# PAGE EXCERPT
────────

But patience is running thin among the grieving families.

Last week, family members of the missing – most of them women from the Wadi Hajar neighbourhood – held a rally in Mosul demanding that the process be expedited. 

“We just want the procedure to move faster so that families can finally have peace,” says Shaima Ahmed Mohammed, 45, whose husband Saddam Awad also went missing on October 23, 2016.

“Even a single bone to bury would be enough…They are martyrs now and forever—heroes who gave their lives for their honour, dignity, and homeland. They never abandoned their land,” she tells TRT World, recalling the traffic police officer targeted by Daesh.

Funding remains a big challenge for the gargantuan task, which could take months and require hundreds of people to complete.

“There is also an indication that Daesh planted unexploded devices like mines among the bodies”, says al Asadi. These will have to be removed or defused before the human remains can be retrieved.

Also, more studies are required before his team can dig deeper and exhume bodies at the giant sinkhole, about 150 metres deep and 110 metres wide.

A wait without end

Mosul, a vibrant city before Daesh’s takeover, was ravaged by the terrorist group, which destroyed libraries, education institutes and antiquities. 

The group burnt thousands of priceless books and manuscripts in the Mosul library - including some dating back to the Ottoman period.

But nothing could prepare the city for the brutality that was to be unleashed on the people.

────────

# EXCERPTED RECORDS
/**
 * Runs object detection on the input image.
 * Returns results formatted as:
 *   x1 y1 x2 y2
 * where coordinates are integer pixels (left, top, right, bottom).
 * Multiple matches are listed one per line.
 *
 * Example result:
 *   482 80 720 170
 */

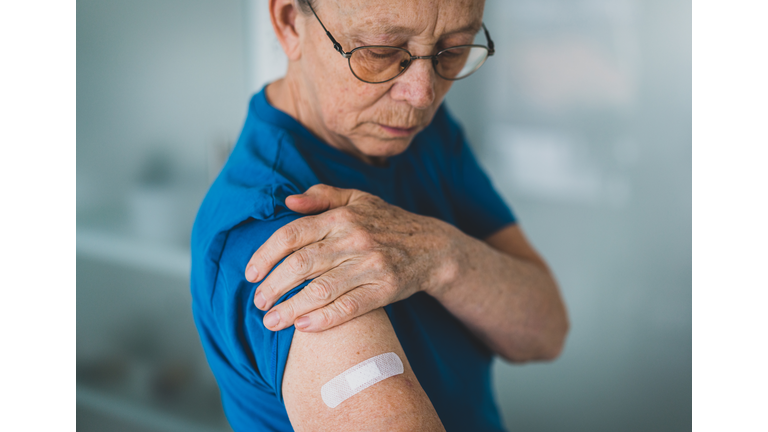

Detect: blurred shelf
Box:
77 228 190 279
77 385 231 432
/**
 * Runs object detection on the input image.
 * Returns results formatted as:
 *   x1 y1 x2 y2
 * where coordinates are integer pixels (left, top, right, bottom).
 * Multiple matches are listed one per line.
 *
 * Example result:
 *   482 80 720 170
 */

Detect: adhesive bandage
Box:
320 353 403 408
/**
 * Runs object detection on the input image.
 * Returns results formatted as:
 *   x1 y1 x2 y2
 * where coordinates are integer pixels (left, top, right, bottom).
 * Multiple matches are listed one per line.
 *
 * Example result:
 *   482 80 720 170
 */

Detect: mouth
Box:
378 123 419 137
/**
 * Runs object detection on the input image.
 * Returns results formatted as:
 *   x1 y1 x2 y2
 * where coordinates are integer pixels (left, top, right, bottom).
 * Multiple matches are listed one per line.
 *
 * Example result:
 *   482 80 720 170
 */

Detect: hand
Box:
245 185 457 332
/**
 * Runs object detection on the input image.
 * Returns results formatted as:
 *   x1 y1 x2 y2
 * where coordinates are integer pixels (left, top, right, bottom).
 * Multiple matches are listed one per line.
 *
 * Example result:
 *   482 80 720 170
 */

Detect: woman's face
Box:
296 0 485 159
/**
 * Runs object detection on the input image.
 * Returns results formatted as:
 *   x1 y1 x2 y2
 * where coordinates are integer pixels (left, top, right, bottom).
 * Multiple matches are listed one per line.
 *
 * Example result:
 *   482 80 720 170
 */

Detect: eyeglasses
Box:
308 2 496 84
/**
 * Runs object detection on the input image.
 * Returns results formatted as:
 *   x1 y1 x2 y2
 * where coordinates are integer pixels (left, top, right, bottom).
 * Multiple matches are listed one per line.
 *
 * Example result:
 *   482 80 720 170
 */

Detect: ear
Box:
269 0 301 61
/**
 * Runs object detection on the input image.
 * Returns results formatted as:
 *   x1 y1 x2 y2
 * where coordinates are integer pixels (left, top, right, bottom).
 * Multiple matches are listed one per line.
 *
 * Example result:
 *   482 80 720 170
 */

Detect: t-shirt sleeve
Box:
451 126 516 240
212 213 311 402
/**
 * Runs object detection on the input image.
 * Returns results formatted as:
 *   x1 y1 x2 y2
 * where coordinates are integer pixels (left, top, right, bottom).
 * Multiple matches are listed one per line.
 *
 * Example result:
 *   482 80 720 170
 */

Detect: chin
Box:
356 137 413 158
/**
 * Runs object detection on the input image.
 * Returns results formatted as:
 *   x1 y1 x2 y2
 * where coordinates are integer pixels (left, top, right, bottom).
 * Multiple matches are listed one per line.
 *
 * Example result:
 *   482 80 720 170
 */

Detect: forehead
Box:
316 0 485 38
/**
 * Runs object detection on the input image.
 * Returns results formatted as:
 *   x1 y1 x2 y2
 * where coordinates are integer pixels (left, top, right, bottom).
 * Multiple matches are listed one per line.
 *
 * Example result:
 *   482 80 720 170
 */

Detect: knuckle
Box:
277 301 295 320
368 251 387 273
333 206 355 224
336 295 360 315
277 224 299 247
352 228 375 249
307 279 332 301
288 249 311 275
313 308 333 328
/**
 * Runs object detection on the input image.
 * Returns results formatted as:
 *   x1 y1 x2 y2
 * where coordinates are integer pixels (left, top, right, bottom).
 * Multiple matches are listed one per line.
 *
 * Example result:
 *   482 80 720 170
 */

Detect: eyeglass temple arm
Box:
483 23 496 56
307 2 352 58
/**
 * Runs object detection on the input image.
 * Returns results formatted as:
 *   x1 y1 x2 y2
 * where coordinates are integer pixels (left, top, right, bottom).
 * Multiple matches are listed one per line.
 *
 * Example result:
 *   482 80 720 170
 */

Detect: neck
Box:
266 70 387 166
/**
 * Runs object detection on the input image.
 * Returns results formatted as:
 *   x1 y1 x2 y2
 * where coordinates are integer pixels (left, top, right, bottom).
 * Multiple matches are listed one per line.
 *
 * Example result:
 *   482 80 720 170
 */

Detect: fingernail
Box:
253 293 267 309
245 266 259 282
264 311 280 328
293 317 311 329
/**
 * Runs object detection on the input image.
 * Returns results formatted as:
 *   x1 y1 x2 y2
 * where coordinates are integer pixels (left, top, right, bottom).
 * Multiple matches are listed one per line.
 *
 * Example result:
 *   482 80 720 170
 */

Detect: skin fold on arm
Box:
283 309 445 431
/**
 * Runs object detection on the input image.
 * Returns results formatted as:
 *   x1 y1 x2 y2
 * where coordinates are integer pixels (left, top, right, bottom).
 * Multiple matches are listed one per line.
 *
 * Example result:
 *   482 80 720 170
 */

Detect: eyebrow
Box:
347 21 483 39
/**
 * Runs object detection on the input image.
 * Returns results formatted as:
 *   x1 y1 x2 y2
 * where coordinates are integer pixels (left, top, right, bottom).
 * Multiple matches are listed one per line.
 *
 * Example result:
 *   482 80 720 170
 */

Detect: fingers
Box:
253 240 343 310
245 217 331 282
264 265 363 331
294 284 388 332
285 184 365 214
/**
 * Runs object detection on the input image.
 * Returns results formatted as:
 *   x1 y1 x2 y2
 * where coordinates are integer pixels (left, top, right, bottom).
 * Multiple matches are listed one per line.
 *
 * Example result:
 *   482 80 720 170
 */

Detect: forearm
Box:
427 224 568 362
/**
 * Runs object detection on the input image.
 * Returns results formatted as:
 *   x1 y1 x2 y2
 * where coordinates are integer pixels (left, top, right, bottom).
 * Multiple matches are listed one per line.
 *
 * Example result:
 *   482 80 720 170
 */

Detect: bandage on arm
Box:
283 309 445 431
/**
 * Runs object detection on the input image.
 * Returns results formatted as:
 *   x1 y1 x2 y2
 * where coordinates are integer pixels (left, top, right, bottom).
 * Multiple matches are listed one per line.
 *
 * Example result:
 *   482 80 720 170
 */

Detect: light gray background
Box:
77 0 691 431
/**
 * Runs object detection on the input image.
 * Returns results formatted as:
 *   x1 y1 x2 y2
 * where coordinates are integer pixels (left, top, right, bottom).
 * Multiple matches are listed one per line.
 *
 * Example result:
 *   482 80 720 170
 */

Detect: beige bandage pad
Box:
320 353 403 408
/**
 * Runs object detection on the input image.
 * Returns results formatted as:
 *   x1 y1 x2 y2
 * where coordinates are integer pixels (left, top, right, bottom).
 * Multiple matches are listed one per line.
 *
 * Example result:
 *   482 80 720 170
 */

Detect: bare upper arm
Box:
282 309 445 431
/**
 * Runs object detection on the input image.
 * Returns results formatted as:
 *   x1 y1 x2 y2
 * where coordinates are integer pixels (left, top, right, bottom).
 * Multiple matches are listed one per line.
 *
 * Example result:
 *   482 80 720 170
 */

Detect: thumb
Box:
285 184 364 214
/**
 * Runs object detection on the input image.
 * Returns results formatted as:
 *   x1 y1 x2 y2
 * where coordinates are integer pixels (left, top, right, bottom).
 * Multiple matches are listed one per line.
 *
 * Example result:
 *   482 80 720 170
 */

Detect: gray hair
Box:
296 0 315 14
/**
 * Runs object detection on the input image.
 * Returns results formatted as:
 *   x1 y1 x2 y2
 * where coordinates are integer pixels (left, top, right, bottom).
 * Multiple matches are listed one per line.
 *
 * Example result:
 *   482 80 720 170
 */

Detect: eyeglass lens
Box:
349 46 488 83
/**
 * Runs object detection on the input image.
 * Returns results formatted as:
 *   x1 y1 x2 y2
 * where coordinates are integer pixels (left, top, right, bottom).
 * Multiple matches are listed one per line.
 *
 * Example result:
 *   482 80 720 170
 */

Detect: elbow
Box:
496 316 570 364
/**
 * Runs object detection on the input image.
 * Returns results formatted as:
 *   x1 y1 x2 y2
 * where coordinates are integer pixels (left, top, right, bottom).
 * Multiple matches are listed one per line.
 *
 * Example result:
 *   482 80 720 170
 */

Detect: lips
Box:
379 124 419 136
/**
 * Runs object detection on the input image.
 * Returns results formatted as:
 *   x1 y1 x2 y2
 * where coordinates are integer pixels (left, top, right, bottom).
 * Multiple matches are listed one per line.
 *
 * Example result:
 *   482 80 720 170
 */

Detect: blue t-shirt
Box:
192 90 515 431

────────

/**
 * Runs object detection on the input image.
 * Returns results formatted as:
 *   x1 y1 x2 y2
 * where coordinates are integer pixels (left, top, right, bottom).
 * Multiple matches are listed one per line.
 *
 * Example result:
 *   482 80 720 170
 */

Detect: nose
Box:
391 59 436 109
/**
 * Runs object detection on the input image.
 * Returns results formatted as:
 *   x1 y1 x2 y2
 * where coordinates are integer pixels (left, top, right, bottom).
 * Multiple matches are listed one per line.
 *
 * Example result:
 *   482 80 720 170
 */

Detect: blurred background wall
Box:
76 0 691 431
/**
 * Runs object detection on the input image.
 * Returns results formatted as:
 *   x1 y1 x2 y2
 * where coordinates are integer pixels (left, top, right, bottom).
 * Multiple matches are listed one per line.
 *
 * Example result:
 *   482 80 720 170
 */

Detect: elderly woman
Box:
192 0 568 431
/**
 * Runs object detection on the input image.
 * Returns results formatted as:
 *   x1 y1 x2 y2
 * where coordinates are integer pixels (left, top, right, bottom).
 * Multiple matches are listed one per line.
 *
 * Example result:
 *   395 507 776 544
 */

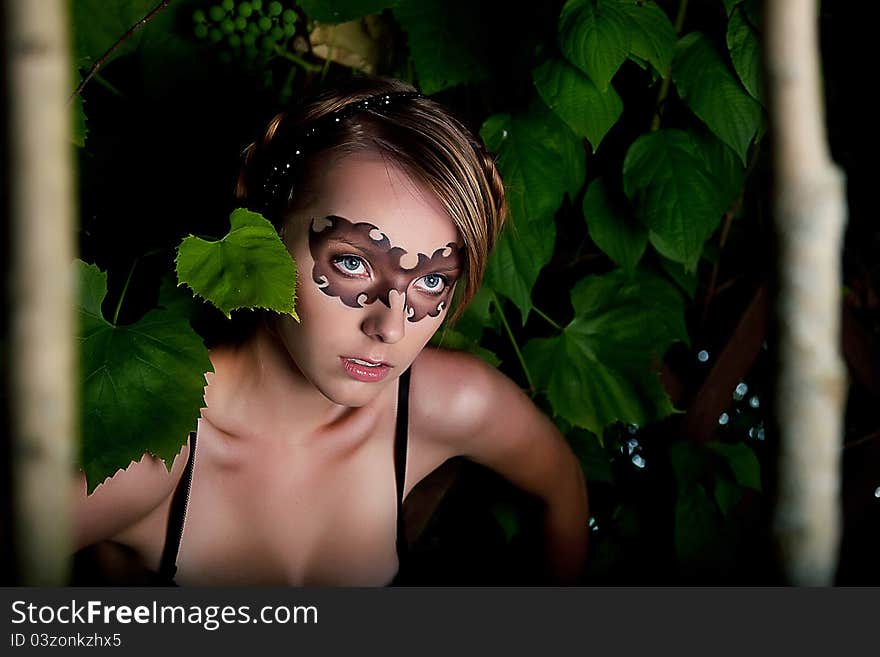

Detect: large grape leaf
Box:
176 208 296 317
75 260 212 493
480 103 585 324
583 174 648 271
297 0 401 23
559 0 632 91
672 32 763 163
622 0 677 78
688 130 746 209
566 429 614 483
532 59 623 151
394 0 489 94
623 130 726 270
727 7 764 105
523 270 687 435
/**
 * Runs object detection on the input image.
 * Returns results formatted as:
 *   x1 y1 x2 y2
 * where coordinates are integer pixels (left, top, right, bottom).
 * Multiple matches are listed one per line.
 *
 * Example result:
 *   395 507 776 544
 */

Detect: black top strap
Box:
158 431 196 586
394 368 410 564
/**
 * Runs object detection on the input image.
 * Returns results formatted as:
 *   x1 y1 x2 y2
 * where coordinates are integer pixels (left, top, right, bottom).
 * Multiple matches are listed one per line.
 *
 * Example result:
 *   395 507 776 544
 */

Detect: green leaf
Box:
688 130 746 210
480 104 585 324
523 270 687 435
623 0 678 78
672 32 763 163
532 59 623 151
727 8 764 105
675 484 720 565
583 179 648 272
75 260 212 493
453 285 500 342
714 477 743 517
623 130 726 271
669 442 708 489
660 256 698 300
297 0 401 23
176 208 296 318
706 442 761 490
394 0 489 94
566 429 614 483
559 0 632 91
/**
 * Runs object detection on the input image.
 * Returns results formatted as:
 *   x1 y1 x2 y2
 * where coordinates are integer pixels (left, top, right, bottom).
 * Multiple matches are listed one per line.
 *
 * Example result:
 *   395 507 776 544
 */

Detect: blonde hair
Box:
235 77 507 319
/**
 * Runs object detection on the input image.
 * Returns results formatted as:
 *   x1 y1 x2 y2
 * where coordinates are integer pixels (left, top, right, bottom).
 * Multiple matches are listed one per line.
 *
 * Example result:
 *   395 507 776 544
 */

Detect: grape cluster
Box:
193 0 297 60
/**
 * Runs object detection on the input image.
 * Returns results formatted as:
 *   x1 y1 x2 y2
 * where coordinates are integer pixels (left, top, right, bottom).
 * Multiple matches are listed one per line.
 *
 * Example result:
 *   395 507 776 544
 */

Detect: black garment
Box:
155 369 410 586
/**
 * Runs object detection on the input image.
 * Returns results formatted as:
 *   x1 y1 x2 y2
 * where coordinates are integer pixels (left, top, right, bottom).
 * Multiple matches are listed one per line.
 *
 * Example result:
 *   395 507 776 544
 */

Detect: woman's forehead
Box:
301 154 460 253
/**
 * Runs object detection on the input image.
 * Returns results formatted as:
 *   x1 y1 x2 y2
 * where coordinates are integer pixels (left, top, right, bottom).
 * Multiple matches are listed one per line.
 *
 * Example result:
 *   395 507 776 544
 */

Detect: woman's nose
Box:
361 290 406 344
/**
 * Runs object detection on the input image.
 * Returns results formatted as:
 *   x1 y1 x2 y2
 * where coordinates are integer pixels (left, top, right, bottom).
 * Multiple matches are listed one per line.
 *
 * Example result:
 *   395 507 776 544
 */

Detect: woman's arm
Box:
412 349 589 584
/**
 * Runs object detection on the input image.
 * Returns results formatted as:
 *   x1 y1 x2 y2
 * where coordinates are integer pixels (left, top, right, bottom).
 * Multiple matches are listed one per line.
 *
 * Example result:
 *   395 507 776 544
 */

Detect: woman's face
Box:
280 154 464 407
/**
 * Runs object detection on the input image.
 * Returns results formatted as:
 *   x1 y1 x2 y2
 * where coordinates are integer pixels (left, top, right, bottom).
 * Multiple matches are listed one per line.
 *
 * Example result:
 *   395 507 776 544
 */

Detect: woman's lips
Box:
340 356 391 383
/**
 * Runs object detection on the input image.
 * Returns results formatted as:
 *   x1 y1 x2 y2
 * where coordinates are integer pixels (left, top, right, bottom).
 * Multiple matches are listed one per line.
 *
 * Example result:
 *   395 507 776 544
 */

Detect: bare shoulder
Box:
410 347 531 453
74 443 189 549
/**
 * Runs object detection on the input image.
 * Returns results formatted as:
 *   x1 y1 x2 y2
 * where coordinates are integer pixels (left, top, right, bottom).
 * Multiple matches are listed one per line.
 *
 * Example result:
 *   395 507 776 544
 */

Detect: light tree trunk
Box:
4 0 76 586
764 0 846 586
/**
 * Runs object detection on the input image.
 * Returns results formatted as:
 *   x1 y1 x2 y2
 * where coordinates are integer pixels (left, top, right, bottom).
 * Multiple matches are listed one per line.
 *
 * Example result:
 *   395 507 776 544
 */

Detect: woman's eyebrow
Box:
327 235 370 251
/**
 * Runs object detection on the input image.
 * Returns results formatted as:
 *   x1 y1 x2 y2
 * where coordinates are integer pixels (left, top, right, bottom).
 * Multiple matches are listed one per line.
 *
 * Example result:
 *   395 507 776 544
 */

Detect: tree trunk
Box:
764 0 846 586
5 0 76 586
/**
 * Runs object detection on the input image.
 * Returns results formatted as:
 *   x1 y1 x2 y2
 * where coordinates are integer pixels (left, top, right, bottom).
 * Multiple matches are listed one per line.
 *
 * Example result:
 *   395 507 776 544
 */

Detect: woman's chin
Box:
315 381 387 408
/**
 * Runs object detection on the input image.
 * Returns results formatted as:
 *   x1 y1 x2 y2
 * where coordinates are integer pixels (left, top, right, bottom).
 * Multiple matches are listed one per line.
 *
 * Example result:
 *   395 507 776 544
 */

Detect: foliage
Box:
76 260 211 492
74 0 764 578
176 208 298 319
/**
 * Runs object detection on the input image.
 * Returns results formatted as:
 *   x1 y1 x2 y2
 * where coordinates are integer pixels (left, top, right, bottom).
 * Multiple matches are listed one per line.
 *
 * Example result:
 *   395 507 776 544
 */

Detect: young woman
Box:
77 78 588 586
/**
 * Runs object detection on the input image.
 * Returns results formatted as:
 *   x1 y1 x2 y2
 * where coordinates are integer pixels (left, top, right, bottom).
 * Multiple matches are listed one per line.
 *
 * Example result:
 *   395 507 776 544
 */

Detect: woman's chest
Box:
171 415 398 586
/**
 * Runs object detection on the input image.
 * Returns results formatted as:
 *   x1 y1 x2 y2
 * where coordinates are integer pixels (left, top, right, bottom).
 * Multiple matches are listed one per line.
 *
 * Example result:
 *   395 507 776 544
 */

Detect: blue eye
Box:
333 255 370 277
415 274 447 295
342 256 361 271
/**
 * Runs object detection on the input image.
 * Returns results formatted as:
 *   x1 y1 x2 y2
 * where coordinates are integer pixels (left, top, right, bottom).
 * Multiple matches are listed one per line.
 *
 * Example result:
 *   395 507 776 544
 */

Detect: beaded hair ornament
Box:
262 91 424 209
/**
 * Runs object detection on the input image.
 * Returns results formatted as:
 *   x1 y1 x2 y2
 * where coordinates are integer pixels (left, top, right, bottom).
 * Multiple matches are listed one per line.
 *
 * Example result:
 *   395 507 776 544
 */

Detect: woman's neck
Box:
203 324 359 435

────────

# DIRECTIONS
1/ List every person named in the Mosul article excerpt.
2/ Answer these questions from the Mosul article excerpt:
(a) Which neighborhood were most of the family members at the rally from?
(b) How deep and how wide is the giant sinkhole?
(c) Which period do some of the burnt books and manuscripts date back to?
3/ Extend the Mosul article excerpt with a few paragraphs that begin right after its final sentence.

# YOUR WRITTEN ANSWERS
1/
Shaima Ahmed Mohammed
Saddam Awad
al Asadi

2/
(a) The Wadi Hajar neighbourhood.
(b) About 150 metres deep and 110 metres wide.
(c) The Ottoman period.

3/
One of those who still remembers the horrors is 84-year-old Harbiya Hassan, whose 32-year-old son Adnan Hadi was shot in the leg and then drowned in a fish tank by the terrorist outfit.

A video of his execution was also circulated by Daesh as a warning to all those who opposed its ideology.

And Adnan was one of Daesh’s fiercest critics, and had once publicly vowed to “wash Mosul with Dettol after it’s liberated,” referring to a widely-used anti-septic disinfectant.  

Harbiya recalls that even when terrorists raided their home on October 28, Adnan had confronted the Daesh and told them that “their days will be over soon”. 

The mother says that she has been waiting for all these years, not knowing what happened to him, but was prepared for the worst now. 

“I just hope to find my son’s body and have a grave for us to visit and mourn,” Harbiya tells TRT World. 

In another part of Mosul, the “reopening of the Al Khasfa site opened up old wounds” for Samaher Jassim Mohammed, 47, whose husband Ali Audou was taken away by Daesh terrorists on September 19, 2014.

By that time, stories of the outfit’s brutal tactics had been well documented in the media – beheading of captives, enslavement and rape of women throughout the area under the Daesh’s control.

Ali, 55, was a police officer in Baghdad but had come home to Mosul on vacation. He decided to stay back and take care of his family after the city was overrun by Daesh.

“Daesh took him on Friday from the doorway of our home. They said: ‘We want your husband for two to three days, and we will return him to you’. But he has been missing for 12 years now,” Samaher tells TRT World.

Living in a rented house with four children, Samaher describes her struggles to feed her family after the only earning member was taken away. Her youngest daughter was born three months after Ali was abducted.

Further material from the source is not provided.